───── EXTRACTED DATA

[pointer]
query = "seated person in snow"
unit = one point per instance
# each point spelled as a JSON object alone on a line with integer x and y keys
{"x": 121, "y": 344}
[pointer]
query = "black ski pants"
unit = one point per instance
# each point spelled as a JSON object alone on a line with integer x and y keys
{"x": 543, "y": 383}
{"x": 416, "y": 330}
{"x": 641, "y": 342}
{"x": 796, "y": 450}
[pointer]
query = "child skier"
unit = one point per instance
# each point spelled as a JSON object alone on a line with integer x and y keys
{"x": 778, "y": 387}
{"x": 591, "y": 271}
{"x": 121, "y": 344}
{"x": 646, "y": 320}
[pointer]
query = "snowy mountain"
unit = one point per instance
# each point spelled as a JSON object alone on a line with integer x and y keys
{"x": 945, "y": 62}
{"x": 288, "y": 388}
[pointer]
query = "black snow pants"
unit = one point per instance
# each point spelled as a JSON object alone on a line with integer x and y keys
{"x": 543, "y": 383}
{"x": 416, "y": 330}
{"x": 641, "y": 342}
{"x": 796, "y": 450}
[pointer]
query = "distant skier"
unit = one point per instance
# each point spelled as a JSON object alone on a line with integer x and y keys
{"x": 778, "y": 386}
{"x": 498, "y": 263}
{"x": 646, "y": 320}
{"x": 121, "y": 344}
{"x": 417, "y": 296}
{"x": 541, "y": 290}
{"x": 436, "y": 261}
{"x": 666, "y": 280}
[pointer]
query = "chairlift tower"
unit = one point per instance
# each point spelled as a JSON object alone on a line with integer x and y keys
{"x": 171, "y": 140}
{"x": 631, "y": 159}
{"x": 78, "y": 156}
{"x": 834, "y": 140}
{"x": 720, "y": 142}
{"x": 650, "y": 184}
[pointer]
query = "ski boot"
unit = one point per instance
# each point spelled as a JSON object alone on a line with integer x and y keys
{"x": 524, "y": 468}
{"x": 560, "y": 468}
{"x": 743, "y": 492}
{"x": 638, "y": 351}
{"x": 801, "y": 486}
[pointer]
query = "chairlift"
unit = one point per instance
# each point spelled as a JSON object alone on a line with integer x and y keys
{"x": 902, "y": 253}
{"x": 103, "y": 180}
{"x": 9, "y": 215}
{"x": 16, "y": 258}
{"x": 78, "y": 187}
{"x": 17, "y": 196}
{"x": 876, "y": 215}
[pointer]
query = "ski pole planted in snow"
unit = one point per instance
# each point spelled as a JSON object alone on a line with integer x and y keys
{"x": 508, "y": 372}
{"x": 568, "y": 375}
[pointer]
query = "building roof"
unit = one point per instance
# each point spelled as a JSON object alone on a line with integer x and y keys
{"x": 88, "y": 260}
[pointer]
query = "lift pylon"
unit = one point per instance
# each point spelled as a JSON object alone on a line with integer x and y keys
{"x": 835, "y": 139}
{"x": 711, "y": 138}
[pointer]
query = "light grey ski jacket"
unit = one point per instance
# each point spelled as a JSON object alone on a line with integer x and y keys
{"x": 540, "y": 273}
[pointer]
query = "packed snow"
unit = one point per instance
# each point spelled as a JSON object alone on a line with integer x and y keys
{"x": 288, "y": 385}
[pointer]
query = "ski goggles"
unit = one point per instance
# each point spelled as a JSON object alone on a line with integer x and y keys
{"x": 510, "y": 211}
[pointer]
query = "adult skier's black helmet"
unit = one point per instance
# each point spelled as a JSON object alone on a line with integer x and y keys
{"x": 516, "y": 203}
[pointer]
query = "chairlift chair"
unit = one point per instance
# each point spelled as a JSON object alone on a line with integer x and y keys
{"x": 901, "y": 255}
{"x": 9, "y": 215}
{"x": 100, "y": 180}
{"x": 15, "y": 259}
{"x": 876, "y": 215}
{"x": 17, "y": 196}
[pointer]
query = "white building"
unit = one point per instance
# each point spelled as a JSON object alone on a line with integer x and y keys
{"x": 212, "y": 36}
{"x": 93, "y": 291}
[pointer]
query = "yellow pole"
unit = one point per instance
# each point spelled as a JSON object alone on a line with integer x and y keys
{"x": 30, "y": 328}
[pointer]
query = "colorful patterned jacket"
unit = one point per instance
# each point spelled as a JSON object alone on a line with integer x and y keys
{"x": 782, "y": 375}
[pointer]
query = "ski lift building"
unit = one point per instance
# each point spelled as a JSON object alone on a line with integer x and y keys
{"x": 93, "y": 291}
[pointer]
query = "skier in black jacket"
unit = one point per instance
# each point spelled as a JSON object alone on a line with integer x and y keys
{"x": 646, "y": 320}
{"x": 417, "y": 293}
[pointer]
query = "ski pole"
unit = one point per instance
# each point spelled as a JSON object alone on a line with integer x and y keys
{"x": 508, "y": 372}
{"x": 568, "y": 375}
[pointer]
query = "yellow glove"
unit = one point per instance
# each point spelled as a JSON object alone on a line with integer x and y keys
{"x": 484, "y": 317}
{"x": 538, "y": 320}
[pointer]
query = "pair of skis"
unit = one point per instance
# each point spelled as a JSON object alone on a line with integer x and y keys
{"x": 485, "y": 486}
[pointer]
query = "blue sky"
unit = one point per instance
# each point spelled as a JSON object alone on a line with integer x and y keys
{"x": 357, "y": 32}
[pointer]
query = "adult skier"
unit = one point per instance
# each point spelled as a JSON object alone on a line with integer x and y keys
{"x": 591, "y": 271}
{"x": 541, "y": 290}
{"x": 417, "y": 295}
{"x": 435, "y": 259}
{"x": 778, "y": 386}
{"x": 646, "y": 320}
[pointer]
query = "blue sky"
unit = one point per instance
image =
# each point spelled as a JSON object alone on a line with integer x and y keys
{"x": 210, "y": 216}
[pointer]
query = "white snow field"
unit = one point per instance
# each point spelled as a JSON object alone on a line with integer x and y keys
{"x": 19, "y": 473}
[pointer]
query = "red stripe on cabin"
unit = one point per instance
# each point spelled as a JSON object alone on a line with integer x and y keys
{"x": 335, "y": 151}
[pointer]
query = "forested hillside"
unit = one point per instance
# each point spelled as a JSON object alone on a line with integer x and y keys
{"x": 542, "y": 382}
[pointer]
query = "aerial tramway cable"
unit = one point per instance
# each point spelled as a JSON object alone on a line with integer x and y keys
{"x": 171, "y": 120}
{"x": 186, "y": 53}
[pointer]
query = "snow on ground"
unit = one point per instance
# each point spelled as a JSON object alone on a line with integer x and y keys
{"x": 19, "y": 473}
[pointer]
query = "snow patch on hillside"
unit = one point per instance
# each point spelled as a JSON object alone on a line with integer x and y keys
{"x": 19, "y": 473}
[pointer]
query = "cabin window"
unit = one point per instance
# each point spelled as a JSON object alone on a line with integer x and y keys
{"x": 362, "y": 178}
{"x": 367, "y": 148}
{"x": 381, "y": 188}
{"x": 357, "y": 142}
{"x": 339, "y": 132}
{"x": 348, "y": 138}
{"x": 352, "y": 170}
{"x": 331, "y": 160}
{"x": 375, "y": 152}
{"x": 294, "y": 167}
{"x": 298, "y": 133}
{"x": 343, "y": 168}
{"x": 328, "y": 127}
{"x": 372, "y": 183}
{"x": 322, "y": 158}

──────────

TASK REQUIREMENTS | Print the records above exactly as they appear.

OUTPUT OF THE TASK |
[pointer]
query = "seated person in snow"
unit = one point per instance
# each point spelled as a JSON object alone on a line with integer x and y keys
{"x": 121, "y": 344}
[pointer]
query = "black ski pants"
unit = one point per instance
# each point spelled as a JSON object alone on a line with integer x and y keys
{"x": 543, "y": 383}
{"x": 416, "y": 330}
{"x": 641, "y": 342}
{"x": 796, "y": 450}
[pointer]
query = "child skier"
unit = one point per instance
# each point spelled as a JSON object alone on a line with integer x and y keys
{"x": 778, "y": 387}
{"x": 591, "y": 271}
{"x": 121, "y": 344}
{"x": 646, "y": 320}
[pointer]
query = "snowy mountain"
unit = one point per instance
# each point spelled as a JSON object alone on a line with integer x and y keys
{"x": 945, "y": 62}
{"x": 288, "y": 388}
[pointer]
query = "black snow pants"
unit = one point per instance
# each point spelled as a JSON object alone on a line with integer x and y keys
{"x": 543, "y": 383}
{"x": 416, "y": 330}
{"x": 641, "y": 342}
{"x": 796, "y": 450}
[pointer]
query = "distant skier"
unit = one point per instance
# each point spelled as a JSON object alone on a line with integer x and y keys
{"x": 778, "y": 386}
{"x": 498, "y": 263}
{"x": 646, "y": 320}
{"x": 121, "y": 344}
{"x": 417, "y": 296}
{"x": 541, "y": 290}
{"x": 436, "y": 261}
{"x": 666, "y": 280}
[pointer]
query = "chairlift tower"
unit = one point per instance
# each point spelled as a JSON object alone on a line with integer x and y keys
{"x": 171, "y": 140}
{"x": 631, "y": 159}
{"x": 78, "y": 156}
{"x": 834, "y": 140}
{"x": 720, "y": 142}
{"x": 650, "y": 184}
[pointer]
query = "ski boot"
unit = one point per instance
# each point spelled as a JSON object alone on a line with integer x and y keys
{"x": 524, "y": 468}
{"x": 560, "y": 468}
{"x": 743, "y": 492}
{"x": 638, "y": 351}
{"x": 801, "y": 486}
[pointer]
query = "chairlift"
unit = one point per instance
# each point spelled as a JSON object alone on a line with integer x and y keys
{"x": 902, "y": 253}
{"x": 103, "y": 180}
{"x": 9, "y": 215}
{"x": 16, "y": 258}
{"x": 78, "y": 187}
{"x": 17, "y": 196}
{"x": 876, "y": 215}
[pointer]
query = "ski pole planted in snow"
unit = one point per instance
# each point spelled as a JSON object alone on a line with integer x and y keys
{"x": 508, "y": 372}
{"x": 568, "y": 375}
[pointer]
query = "building roof"
unit = one point per instance
# each point spelled as a JSON object alone on a line with integer x and y keys
{"x": 88, "y": 260}
[pointer]
query = "lift pylon"
unit = one point per instance
# each point spelled as a JSON object alone on a line with integer x and y keys
{"x": 835, "y": 139}
{"x": 711, "y": 138}
[pointer]
query = "light grey ski jacket"
unit = one point per instance
# each point spelled as a JSON object alone on a line with integer x and y keys
{"x": 540, "y": 273}
[pointer]
query = "packed snow"
unit = one point per instance
# each point spelled as a JSON object alone on a line with integer x and y keys
{"x": 288, "y": 385}
[pointer]
query = "ski goggles"
unit = one point per instance
# each point spelled as a JSON object alone on a line with integer x and y keys
{"x": 510, "y": 211}
[pointer]
query = "adult skier's black helmet"
unit = one point per instance
# each point spelled as a JSON object alone on a line with integer x and y keys
{"x": 516, "y": 203}
[pointer]
query = "chairlift chair"
unit = one point per instance
# each point spelled as a JSON object alone on a line with integer x and y keys
{"x": 901, "y": 255}
{"x": 9, "y": 215}
{"x": 100, "y": 180}
{"x": 15, "y": 259}
{"x": 876, "y": 215}
{"x": 17, "y": 196}
[pointer]
query = "white building"
unit = one point per instance
# each point spelled as a JSON object alone on a line with integer x and y keys
{"x": 212, "y": 36}
{"x": 93, "y": 291}
[pointer]
query = "yellow pole"
unit = one point per instance
# each point spelled as a JSON object alone on a line with integer x and y keys
{"x": 30, "y": 328}
[pointer]
query = "colorful patterned jacket"
unit = one point per instance
# each point spelled as a JSON object alone on a line with integer x and y keys
{"x": 782, "y": 375}
[pointer]
query = "ski lift building"
unit = one point per instance
# each point spelled as a JSON object alone on a line with integer x and y keys
{"x": 93, "y": 291}
[pointer]
query = "skier in black jacket"
unit = one point per instance
# each point spelled as a JSON object alone on a line with integer x and y keys
{"x": 646, "y": 320}
{"x": 417, "y": 293}
[pointer]
query = "ski pole"
unit = one point per instance
# each point spelled as a JSON object alone on a line with integer x and y keys
{"x": 508, "y": 372}
{"x": 568, "y": 375}
[pointer]
query = "yellow glove"
unit = one point per instance
# each point spelled as a JSON object alone on a line with integer x and y keys
{"x": 484, "y": 317}
{"x": 538, "y": 320}
[pointer]
query = "pair of skis"
unit = one point per instance
# each point spelled as a JSON object alone on a line with integer x and y keys
{"x": 485, "y": 486}
[pointer]
query = "blue sky"
unit = one point per instance
# each point spelled as a JSON object alone on a line with integer x and y keys
{"x": 357, "y": 32}
[pointer]
query = "adult skier"
unit = one point per instance
# each point spelled as a JSON object alone on a line with integer x and y keys
{"x": 591, "y": 271}
{"x": 541, "y": 290}
{"x": 417, "y": 295}
{"x": 435, "y": 259}
{"x": 778, "y": 386}
{"x": 646, "y": 320}
[pointer]
query = "blue sky"
unit = one point per instance
image =
# each point spelled as a JSON object alone on a line with integer x and y keys
{"x": 210, "y": 216}
[pointer]
query = "white snow field"
unit = one point per instance
# each point spelled as a JSON object alone on a line with integer x and y keys
{"x": 19, "y": 473}
[pointer]
query = "red stripe on cabin"
unit = one point per instance
# each point spelled as a JSON object alone on a line with integer x and y keys
{"x": 335, "y": 151}
[pointer]
query = "forested hillside"
unit = one point per instance
# each point spelled as a JSON object alone on a line with integer x and y keys
{"x": 542, "y": 382}
[pointer]
query = "aerial tramway cable"
unit = one point per instance
# each point spelled as a JSON object alone on a line with integer x and y keys
{"x": 171, "y": 120}
{"x": 186, "y": 53}
[pointer]
query = "snow on ground"
unit = one point per instance
# each point spelled as a JSON object alone on a line with integer x and y keys
{"x": 19, "y": 473}
[pointer]
query = "snow patch on hillside"
unit = one point per instance
# each point spelled as a JSON object alone on a line with integer x and y keys
{"x": 19, "y": 473}
[pointer]
query = "cabin window"
unit = one point per instance
# each point spelled as a JSON object alone on a line with integer x and y keys
{"x": 362, "y": 178}
{"x": 367, "y": 148}
{"x": 381, "y": 188}
{"x": 357, "y": 142}
{"x": 339, "y": 132}
{"x": 348, "y": 138}
{"x": 352, "y": 170}
{"x": 331, "y": 160}
{"x": 375, "y": 152}
{"x": 294, "y": 167}
{"x": 298, "y": 133}
{"x": 343, "y": 168}
{"x": 328, "y": 127}
{"x": 372, "y": 183}
{"x": 322, "y": 158}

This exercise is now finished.